**Exercise prompt:**
When you reach the line containing "Target: pedestrian walking" in the records below, set it down exactly, together with every later line through the end, but not the pictures.

**Source records:**
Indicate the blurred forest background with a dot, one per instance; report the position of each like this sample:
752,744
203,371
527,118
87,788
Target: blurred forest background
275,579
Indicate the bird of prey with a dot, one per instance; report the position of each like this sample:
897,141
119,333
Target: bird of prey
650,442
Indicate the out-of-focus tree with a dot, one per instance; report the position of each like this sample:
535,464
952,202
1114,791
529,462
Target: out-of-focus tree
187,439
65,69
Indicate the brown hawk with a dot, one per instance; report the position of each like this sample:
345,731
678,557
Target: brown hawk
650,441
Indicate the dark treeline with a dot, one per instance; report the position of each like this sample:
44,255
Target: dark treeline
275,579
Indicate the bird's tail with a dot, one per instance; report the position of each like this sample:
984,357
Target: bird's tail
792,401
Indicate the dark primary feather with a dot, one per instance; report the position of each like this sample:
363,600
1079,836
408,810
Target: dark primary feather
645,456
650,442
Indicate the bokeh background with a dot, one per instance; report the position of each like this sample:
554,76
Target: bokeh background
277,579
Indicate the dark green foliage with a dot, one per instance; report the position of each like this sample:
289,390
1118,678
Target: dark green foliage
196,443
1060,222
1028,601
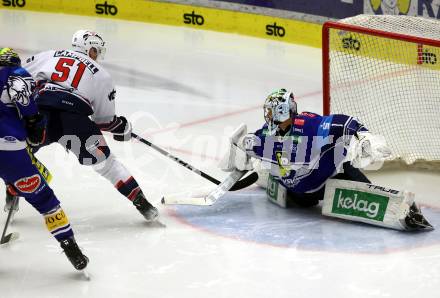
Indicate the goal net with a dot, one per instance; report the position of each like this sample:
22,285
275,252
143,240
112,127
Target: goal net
385,70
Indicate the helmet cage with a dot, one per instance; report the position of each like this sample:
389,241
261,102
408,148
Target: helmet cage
278,107
84,40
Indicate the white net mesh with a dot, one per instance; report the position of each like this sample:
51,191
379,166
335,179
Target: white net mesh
391,85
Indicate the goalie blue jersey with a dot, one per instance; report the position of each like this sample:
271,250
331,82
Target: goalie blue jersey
312,151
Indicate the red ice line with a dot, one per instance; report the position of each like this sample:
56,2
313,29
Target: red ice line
209,119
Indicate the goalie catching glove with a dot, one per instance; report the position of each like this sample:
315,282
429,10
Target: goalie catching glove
366,149
236,156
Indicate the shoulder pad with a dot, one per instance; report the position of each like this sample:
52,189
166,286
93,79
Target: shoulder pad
309,114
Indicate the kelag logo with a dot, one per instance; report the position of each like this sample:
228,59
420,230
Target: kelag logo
14,3
275,30
351,43
106,9
193,18
359,204
428,58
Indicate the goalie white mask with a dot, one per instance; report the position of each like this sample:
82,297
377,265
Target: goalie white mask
84,40
279,106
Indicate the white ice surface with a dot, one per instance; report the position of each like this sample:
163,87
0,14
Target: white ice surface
186,90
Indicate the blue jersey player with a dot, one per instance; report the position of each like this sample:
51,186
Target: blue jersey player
20,125
302,151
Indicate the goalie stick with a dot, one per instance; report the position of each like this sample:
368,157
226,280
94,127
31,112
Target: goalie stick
12,236
212,197
239,184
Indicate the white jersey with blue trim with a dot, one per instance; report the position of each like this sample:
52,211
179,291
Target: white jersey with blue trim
67,71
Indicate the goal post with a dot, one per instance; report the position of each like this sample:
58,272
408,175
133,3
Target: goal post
385,70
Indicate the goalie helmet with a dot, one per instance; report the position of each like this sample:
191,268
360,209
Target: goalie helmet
9,58
279,106
84,40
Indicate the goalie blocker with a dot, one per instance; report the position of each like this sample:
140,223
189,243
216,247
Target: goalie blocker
374,205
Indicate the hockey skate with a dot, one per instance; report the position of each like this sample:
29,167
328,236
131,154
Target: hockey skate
149,212
415,219
11,203
74,254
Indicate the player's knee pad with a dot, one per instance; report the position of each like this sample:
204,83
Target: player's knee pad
58,223
36,191
112,170
372,204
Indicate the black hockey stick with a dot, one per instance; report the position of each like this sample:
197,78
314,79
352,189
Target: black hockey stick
6,238
245,182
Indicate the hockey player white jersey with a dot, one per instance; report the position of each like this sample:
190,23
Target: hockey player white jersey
73,82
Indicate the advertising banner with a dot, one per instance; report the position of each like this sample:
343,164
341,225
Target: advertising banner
338,9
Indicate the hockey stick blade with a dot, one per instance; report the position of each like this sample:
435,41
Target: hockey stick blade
213,196
200,201
85,274
245,182
252,178
10,237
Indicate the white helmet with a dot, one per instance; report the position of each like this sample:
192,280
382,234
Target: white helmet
279,106
84,40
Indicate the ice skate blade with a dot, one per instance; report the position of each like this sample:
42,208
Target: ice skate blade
9,238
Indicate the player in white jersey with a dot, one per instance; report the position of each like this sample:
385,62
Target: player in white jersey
77,95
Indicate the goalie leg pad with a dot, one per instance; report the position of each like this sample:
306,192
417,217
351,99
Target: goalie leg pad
371,204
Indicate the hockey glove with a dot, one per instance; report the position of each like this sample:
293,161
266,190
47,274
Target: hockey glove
366,149
236,157
36,129
122,132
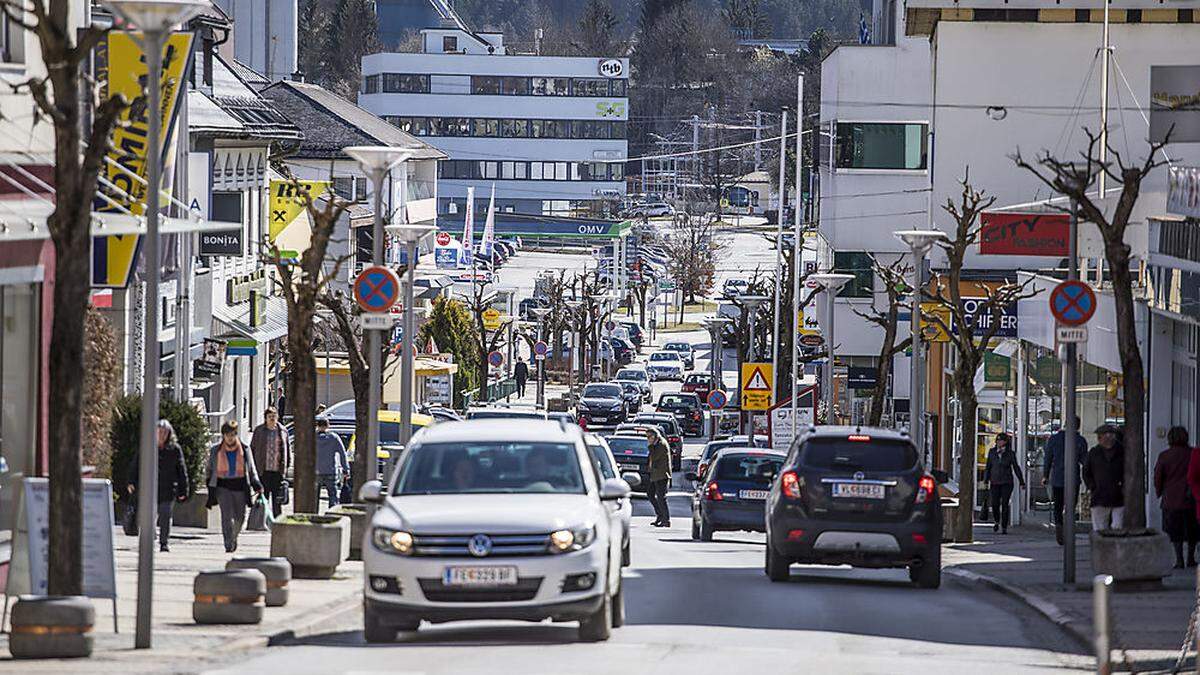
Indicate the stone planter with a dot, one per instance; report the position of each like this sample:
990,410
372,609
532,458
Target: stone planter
313,544
193,514
1137,560
52,627
359,519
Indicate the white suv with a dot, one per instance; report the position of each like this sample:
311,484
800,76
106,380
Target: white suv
493,519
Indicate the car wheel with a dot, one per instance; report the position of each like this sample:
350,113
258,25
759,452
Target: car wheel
598,627
777,566
373,629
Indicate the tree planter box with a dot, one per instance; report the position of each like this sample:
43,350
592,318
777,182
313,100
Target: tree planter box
1137,560
313,544
359,518
192,513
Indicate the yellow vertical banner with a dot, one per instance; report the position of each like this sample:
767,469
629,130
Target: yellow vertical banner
123,70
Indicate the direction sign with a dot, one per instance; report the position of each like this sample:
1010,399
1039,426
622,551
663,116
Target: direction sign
1073,303
717,399
757,384
376,288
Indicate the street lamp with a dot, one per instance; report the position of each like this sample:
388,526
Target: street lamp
376,161
831,282
540,315
919,242
155,19
411,237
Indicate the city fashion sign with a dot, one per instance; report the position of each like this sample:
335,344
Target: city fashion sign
1024,234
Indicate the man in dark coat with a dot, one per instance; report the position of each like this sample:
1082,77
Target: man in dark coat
1104,476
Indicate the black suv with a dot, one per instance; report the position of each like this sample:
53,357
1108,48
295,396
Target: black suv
855,496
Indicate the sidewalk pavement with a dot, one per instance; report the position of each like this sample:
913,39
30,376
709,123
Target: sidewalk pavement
178,640
1026,563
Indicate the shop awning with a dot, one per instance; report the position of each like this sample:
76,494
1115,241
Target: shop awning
273,326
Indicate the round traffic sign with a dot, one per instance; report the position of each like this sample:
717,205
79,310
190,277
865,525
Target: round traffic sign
717,399
1073,303
376,288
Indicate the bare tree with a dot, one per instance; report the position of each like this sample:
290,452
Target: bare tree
971,334
893,276
1073,180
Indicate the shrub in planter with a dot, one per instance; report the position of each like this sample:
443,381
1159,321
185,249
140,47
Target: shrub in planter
313,544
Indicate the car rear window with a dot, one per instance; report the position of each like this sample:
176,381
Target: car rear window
858,455
747,467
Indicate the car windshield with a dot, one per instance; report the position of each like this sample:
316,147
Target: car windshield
629,444
748,467
455,469
601,392
859,455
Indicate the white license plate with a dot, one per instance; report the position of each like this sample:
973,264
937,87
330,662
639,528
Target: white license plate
479,577
858,490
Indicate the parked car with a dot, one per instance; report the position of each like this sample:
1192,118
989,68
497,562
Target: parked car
684,351
687,408
855,496
731,495
601,404
665,365
517,490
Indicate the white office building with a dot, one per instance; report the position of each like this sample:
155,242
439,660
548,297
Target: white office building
559,147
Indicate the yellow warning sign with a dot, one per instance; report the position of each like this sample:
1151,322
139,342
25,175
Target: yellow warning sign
757,386
287,204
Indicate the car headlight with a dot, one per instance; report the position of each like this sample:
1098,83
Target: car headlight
393,541
565,541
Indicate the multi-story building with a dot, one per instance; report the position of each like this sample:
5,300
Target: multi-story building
547,131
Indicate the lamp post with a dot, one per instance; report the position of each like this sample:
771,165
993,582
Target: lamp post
540,315
155,19
829,282
919,243
376,161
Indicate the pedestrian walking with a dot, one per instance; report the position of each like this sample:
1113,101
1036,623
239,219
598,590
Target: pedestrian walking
1171,487
331,464
273,455
660,477
521,371
1000,472
173,483
1055,476
1104,476
233,482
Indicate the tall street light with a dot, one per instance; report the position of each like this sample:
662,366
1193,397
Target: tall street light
411,237
155,19
377,161
829,282
919,243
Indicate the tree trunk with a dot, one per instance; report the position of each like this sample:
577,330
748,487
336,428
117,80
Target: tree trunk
964,386
1133,374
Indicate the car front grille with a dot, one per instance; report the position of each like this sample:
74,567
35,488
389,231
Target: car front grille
526,589
455,545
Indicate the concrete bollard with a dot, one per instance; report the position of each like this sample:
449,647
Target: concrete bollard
277,572
52,627
229,597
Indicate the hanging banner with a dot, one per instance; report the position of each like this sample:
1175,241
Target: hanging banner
121,69
286,203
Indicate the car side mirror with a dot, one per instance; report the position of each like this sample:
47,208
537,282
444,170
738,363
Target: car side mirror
613,489
371,493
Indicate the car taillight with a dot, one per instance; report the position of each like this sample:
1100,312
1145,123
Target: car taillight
925,489
790,484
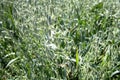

**Task answer:**
Target: pedestrian walking
1171,487
331,464
273,455
660,477
521,371
1000,472
173,483
1055,476
1104,476
233,482
Indicate the tall street light with a dot, one per instance; report the position of each like this sample:
662,366
1193,397
Target: tall street light
411,237
155,19
377,161
829,282
919,243
Indicate the tree trunk with a dot, one per instance; report the position of each like this sample:
577,330
748,487
336,428
117,80
Target: tree trunk
964,386
1133,374
Indicate the car front grille with a dot, one per instance; report the position of each like this sample:
74,567
35,488
389,231
Target: car front grille
526,589
455,545
Indicate the concrete bollard with a dot, one per instance; report the position of each like this sample:
449,647
Target: concrete bollard
277,572
52,627
229,597
Indicate the hanging banner with a dot, one per instance; report the position of each like this sample:
1175,241
Target: hanging banner
121,69
286,203
Indicate the car side mirror with a dot, one per instance; report the position of each like this sample:
47,208
537,282
444,170
738,363
Target: car side mirror
613,489
371,493
Indicate the car taillight with a dot, one per instance; report the position of each like this sample:
1100,312
1145,123
Target: car taillight
925,489
790,484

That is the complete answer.